» **What to do**:
Report each line below that contains the string "hedge", copying every such line in full.

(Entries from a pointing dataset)
════════════════════
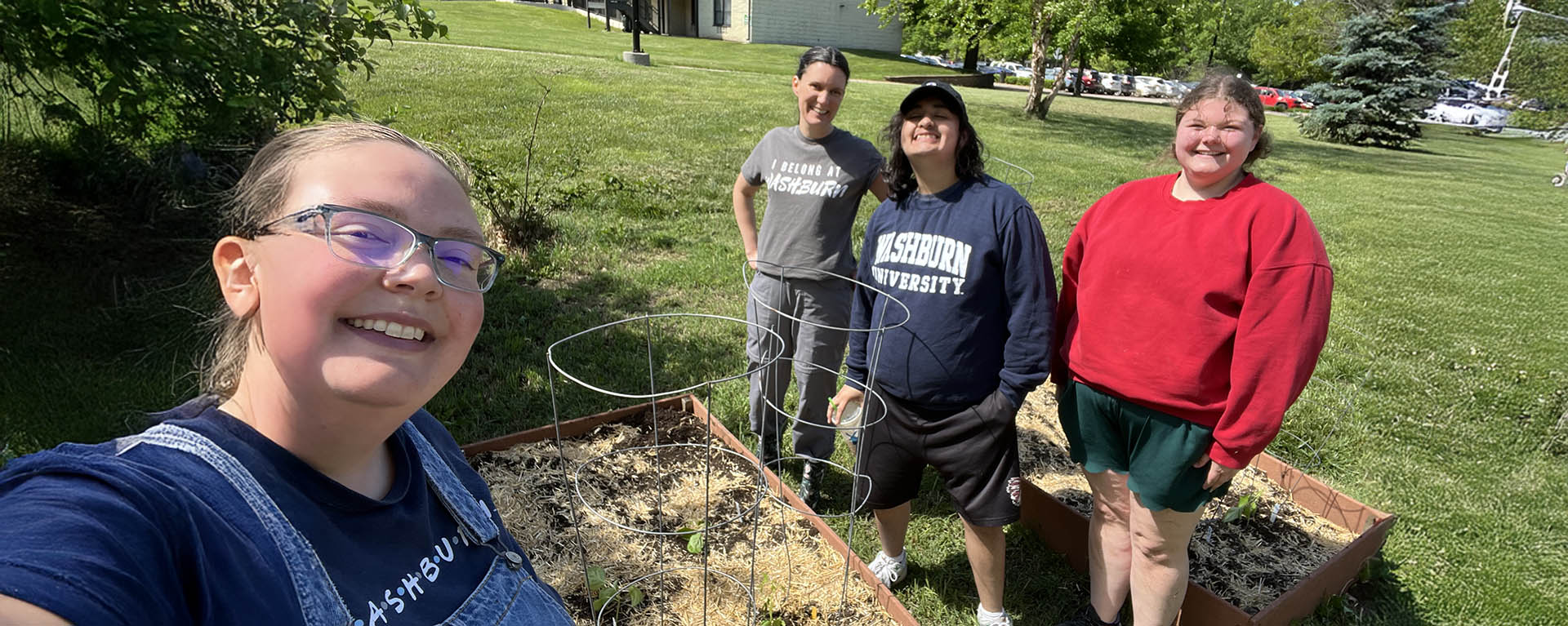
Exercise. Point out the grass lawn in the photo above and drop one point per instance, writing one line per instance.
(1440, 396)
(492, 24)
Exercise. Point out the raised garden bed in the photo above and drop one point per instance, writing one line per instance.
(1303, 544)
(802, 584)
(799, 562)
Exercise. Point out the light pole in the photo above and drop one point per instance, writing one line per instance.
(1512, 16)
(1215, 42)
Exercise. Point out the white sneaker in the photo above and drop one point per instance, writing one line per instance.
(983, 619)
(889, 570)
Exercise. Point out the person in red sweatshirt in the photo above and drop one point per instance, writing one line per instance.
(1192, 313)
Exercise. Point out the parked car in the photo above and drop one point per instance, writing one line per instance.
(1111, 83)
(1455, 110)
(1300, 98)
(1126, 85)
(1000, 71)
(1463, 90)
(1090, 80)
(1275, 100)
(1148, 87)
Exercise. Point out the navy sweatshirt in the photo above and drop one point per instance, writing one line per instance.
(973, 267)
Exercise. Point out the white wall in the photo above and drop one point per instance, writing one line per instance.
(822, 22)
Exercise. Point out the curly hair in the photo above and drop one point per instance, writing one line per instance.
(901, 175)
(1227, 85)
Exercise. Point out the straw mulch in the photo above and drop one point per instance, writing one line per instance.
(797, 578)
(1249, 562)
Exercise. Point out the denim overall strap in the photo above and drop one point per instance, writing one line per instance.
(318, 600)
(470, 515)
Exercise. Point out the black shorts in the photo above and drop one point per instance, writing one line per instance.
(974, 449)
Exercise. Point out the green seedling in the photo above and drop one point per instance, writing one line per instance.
════════════════════
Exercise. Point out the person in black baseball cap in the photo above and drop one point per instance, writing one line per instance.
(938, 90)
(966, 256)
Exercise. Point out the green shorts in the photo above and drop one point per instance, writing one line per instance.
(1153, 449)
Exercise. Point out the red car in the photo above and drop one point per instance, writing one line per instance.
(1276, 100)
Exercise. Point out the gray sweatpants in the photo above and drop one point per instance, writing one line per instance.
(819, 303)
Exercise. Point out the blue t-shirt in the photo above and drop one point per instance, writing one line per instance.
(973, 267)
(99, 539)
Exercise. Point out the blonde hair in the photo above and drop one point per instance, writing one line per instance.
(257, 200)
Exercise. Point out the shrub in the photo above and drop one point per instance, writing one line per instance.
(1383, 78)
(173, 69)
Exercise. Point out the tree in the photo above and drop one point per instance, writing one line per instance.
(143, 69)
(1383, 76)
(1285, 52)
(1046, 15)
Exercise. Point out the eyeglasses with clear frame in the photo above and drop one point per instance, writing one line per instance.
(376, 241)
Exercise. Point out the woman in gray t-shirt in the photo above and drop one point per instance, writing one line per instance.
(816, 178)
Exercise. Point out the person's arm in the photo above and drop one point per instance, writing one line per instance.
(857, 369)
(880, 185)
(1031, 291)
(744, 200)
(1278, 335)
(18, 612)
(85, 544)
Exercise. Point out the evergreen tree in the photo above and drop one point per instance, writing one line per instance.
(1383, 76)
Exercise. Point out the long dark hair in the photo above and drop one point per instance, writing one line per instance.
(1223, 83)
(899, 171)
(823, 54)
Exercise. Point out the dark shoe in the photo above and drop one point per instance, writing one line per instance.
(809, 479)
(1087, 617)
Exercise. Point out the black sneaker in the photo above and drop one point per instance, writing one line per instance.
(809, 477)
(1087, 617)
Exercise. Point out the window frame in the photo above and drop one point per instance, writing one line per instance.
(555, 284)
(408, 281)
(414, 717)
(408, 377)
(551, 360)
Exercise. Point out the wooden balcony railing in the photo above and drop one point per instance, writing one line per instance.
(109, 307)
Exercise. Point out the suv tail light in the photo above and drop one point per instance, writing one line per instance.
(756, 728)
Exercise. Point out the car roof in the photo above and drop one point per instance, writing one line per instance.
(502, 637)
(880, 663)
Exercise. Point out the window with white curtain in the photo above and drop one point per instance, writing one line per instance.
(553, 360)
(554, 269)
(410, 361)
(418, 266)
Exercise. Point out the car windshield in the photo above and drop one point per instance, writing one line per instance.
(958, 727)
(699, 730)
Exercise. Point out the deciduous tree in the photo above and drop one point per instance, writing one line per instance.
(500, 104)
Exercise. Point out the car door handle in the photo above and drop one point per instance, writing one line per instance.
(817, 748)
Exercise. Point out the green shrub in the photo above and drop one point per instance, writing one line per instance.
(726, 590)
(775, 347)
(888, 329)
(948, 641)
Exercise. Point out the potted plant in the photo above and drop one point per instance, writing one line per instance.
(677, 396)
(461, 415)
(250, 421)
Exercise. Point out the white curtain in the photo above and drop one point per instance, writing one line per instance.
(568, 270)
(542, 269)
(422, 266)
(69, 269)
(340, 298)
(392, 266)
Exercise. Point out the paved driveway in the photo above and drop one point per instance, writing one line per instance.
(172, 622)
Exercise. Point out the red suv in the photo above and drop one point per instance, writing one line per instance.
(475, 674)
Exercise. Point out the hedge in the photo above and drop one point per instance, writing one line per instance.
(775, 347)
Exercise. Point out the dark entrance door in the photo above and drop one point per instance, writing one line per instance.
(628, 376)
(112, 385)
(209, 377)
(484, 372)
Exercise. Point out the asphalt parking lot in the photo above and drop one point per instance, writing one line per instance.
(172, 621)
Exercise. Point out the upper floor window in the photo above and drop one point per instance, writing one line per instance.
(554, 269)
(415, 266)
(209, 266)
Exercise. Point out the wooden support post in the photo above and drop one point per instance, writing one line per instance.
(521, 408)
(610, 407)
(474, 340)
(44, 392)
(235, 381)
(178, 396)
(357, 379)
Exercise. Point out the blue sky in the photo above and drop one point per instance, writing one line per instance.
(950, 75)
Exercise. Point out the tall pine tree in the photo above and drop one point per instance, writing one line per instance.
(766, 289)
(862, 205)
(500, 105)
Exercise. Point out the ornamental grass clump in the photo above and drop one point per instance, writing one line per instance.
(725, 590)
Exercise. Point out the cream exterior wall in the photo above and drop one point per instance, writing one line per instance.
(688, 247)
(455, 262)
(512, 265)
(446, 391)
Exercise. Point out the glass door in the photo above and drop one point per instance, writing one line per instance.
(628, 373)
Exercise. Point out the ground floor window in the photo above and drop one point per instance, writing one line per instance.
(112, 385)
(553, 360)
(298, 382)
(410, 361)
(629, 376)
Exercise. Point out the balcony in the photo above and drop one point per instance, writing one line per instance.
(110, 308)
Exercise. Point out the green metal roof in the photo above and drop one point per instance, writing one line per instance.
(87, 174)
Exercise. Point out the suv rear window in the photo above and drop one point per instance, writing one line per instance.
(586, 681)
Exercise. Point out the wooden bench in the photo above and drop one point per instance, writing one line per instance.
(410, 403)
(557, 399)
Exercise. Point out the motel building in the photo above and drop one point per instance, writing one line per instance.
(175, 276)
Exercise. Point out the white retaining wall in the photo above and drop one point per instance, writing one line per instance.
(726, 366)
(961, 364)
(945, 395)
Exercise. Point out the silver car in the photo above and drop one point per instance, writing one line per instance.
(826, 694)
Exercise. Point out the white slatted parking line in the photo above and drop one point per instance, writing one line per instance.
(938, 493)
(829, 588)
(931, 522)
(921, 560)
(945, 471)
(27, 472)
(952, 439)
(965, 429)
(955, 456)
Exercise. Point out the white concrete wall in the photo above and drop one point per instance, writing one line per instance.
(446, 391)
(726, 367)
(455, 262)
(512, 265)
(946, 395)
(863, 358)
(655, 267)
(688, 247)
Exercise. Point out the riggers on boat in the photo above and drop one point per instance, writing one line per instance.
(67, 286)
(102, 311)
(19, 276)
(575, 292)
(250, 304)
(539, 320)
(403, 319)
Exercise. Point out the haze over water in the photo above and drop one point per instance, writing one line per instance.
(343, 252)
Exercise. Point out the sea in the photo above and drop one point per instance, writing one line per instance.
════════════════════
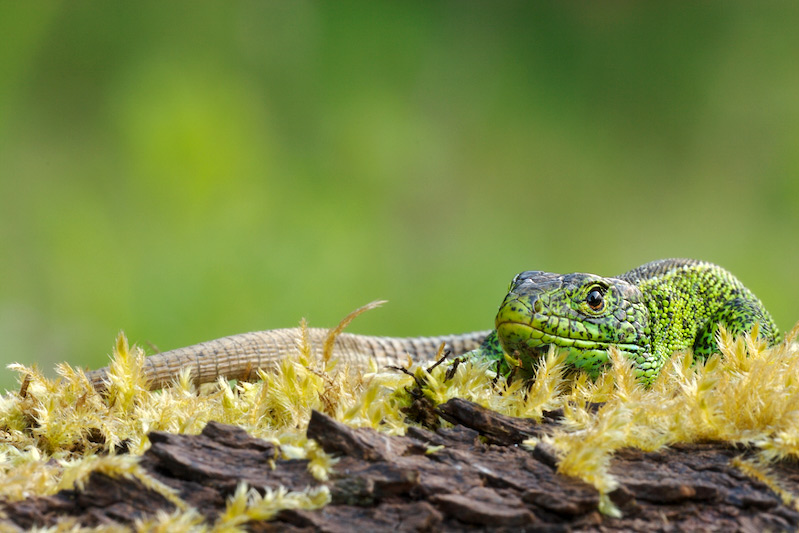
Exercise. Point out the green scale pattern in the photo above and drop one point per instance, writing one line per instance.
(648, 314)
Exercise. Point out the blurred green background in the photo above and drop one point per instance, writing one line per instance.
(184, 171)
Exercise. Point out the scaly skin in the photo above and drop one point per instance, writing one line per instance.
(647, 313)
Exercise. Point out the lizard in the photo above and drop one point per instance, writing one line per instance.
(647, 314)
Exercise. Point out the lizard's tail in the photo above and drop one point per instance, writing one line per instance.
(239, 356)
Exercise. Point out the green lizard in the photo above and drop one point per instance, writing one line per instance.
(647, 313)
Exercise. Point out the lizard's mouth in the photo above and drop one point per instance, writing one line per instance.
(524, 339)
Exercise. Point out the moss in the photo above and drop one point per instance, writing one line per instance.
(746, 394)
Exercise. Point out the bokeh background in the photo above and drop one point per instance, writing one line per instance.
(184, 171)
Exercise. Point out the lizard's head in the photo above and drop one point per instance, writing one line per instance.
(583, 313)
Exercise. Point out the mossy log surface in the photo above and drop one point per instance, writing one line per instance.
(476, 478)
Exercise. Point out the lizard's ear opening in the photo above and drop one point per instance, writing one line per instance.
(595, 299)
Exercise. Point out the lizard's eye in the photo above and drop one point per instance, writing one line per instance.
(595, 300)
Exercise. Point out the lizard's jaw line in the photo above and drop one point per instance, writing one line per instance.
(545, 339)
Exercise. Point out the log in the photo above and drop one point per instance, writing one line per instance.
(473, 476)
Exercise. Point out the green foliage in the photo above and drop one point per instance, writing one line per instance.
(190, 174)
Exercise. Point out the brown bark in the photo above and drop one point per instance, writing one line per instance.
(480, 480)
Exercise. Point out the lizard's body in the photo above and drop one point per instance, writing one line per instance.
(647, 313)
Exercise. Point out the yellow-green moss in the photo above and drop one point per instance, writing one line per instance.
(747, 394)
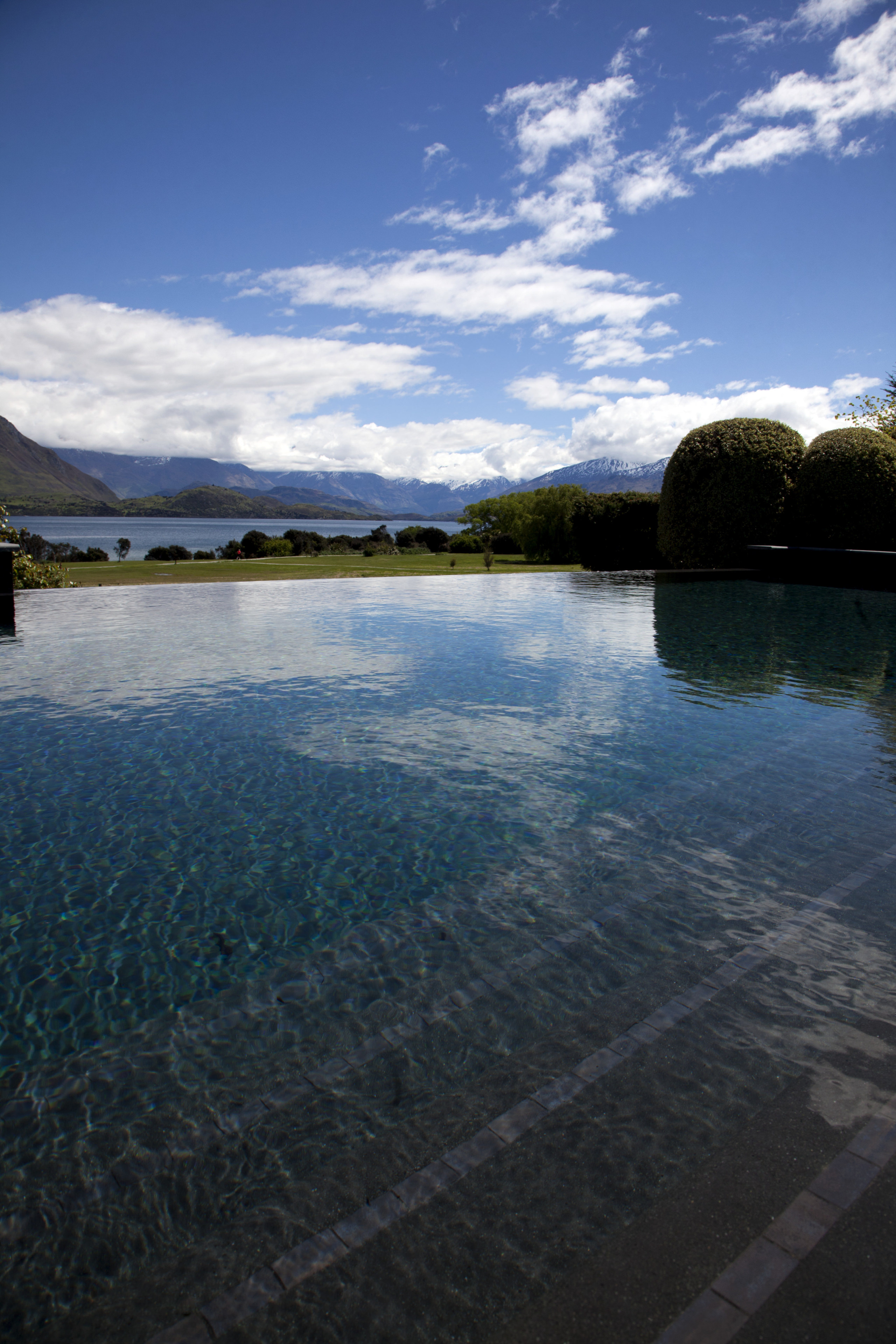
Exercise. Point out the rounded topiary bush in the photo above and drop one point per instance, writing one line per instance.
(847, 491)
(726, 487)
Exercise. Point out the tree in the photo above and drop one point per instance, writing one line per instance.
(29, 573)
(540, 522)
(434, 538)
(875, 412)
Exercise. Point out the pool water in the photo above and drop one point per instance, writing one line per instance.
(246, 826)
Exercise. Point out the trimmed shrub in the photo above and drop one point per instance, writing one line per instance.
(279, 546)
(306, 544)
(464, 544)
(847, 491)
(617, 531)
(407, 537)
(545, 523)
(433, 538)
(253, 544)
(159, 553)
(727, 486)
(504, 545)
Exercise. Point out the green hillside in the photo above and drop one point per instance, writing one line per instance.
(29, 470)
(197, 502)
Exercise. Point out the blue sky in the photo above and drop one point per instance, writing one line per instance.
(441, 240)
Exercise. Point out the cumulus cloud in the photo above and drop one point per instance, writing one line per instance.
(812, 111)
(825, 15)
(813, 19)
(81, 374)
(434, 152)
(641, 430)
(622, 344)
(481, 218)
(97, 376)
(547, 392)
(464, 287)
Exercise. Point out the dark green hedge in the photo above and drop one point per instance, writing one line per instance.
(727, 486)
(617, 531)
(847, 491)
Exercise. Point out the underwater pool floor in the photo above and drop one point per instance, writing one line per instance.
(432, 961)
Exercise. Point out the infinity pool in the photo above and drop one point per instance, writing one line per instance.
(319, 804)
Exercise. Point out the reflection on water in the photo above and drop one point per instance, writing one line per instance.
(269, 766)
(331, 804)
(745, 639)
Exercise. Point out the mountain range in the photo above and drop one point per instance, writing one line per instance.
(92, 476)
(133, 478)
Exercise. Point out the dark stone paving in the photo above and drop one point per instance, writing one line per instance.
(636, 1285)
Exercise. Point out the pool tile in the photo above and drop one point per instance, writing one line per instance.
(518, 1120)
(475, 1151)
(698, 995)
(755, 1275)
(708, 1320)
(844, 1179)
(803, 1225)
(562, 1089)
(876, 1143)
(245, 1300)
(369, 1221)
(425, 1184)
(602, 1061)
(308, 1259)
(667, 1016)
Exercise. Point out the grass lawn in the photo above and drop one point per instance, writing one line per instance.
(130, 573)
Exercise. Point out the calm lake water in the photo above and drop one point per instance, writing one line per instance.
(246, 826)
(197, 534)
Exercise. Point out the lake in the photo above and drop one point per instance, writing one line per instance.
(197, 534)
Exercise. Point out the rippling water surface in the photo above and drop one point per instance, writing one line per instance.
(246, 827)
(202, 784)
════════════════════
» **Finished exercise**:
Exercise. Point out the hedge in the photo above and drop one point per instance, writing one line per instance.
Exercise. Point out the dark green hedge in the photo above and drop one point per instance, writing one line per instance.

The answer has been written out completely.